TASK OBJECTIVE
Copy out all of the data below word for word, leaving out the pictures.

::::::::::

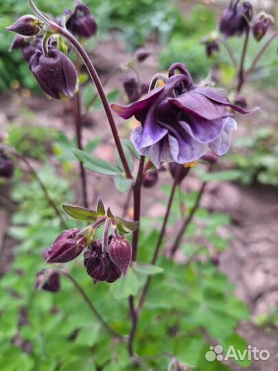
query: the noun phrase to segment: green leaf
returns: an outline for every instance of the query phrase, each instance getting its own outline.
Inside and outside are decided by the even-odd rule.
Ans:
[[[129,269],[126,276],[111,284],[110,290],[115,299],[124,299],[130,295],[136,295],[139,288],[138,278],[132,269]]]
[[[97,220],[97,214],[90,209],[73,206],[73,205],[62,205],[62,207],[66,214],[79,221],[93,222]]]
[[[83,150],[73,149],[73,152],[76,157],[83,162],[85,168],[89,170],[104,175],[116,175],[120,172],[119,168],[113,164],[102,159],[93,157]]]
[[[207,172],[199,175],[199,179],[202,181],[234,181],[238,179],[242,176],[241,170],[231,170],[220,171],[217,172]]]
[[[117,174],[114,177],[114,183],[118,191],[124,193],[131,188],[132,179],[126,178],[122,174]]]
[[[102,199],[100,197],[97,200],[97,215],[104,216],[105,215],[105,207],[103,203]]]
[[[157,265],[153,265],[152,264],[136,262],[132,267],[135,272],[148,276],[159,274],[164,271],[164,269],[161,267],[157,267]]]
[[[113,103],[114,102],[117,102],[119,100],[119,97],[121,95],[121,92],[119,90],[115,89],[113,91],[111,91],[107,94],[107,100],[109,103]],[[103,104],[101,99],[100,97],[97,97],[95,100],[94,104],[93,106],[90,108],[90,110],[93,111],[100,111],[101,109],[103,109]]]
[[[125,138],[125,139],[121,139],[121,142],[122,144],[124,145],[124,146],[126,147],[130,150],[130,152],[131,152],[131,153],[134,156],[135,156],[137,159],[140,159],[141,155],[136,150],[135,147],[133,145],[133,143],[131,142],[130,139]]]

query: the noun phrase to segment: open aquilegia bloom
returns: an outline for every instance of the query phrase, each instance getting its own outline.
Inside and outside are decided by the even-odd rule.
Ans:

::::::::::

THE REPLY
query: the noun phrase to segment: green leaf
returns: an outline for every instance of the query phrase, each instance getting its own outline.
Inside and outside are decided by the even-odd rule.
Ans:
[[[129,269],[126,276],[111,284],[110,290],[115,299],[124,299],[130,295],[136,295],[139,288],[138,278],[132,269]]]
[[[97,220],[97,214],[90,209],[73,206],[73,205],[62,205],[62,207],[66,214],[79,221],[93,222]]]
[[[83,150],[73,149],[73,152],[76,157],[83,162],[85,168],[89,170],[104,175],[116,175],[120,172],[119,168],[113,164],[102,159],[93,157]]]
[[[207,172],[199,175],[199,179],[202,181],[234,181],[238,179],[242,176],[241,170],[231,170],[220,171],[217,172]]]
[[[117,174],[114,177],[114,183],[118,191],[124,193],[131,188],[132,179],[126,178],[122,174]]]
[[[102,199],[100,197],[97,200],[97,215],[104,216],[105,215],[105,207],[103,203]]]
[[[157,265],[153,265],[152,264],[136,262],[132,267],[135,272],[148,276],[159,274],[164,271],[164,269],[161,267],[157,267]]]
[[[113,103],[114,102],[117,102],[119,100],[119,97],[121,95],[121,92],[119,90],[115,89],[113,91],[111,91],[107,94],[107,100],[109,103]],[[103,104],[101,99],[100,97],[97,97],[95,100],[94,104],[93,106],[90,108],[90,110],[93,111],[100,111],[101,109],[103,109]]]
[[[125,138],[125,139],[121,139],[121,142],[122,144],[124,145],[124,146],[126,147],[130,150],[130,152],[131,152],[131,153],[134,156],[135,156],[137,159],[140,159],[141,155],[136,150],[135,147],[133,145],[133,143],[131,142],[130,139]]]

query: the noun phrase to segment: open aquilegia bloom
returns: an outline for every instance of the query phrase, each instance getting its own outline.
Inside and outside are decided by the even-odd rule.
Ans:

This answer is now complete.